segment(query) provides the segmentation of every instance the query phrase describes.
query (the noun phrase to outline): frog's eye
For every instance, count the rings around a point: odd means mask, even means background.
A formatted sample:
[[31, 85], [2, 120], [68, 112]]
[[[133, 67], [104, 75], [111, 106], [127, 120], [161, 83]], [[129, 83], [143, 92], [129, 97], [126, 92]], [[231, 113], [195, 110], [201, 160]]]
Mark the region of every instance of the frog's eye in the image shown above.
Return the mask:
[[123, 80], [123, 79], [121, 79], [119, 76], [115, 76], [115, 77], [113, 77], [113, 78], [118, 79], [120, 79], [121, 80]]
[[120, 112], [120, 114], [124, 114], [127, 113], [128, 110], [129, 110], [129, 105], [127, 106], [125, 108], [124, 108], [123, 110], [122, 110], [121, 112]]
★ ★ ★
Your task>
Reproduce all of the rows above line for line, with no changes.

Response to the exercise>
segment(query) provides the segmentation of every instance the query phrase describes.
query (the noun phrase to outline): frog's eye
For every instance, count the rings around a point: odd means mask, even means background.
A formatted sample:
[[31, 85], [2, 120], [68, 112]]
[[[133, 67], [104, 75], [111, 106], [127, 120], [161, 83]], [[129, 83], [143, 92], [129, 97], [126, 92]], [[231, 113], [195, 110], [201, 160]]]
Mark the region of every instance of the frog's eye in the image shown above.
Return the mask:
[[123, 80], [123, 79], [121, 79], [119, 76], [115, 76], [115, 77], [113, 77], [113, 78], [118, 79], [120, 79], [121, 80]]
[[120, 112], [120, 114], [124, 114], [127, 113], [128, 110], [129, 110], [129, 105], [127, 106], [125, 108], [124, 108], [123, 110], [122, 110], [121, 112]]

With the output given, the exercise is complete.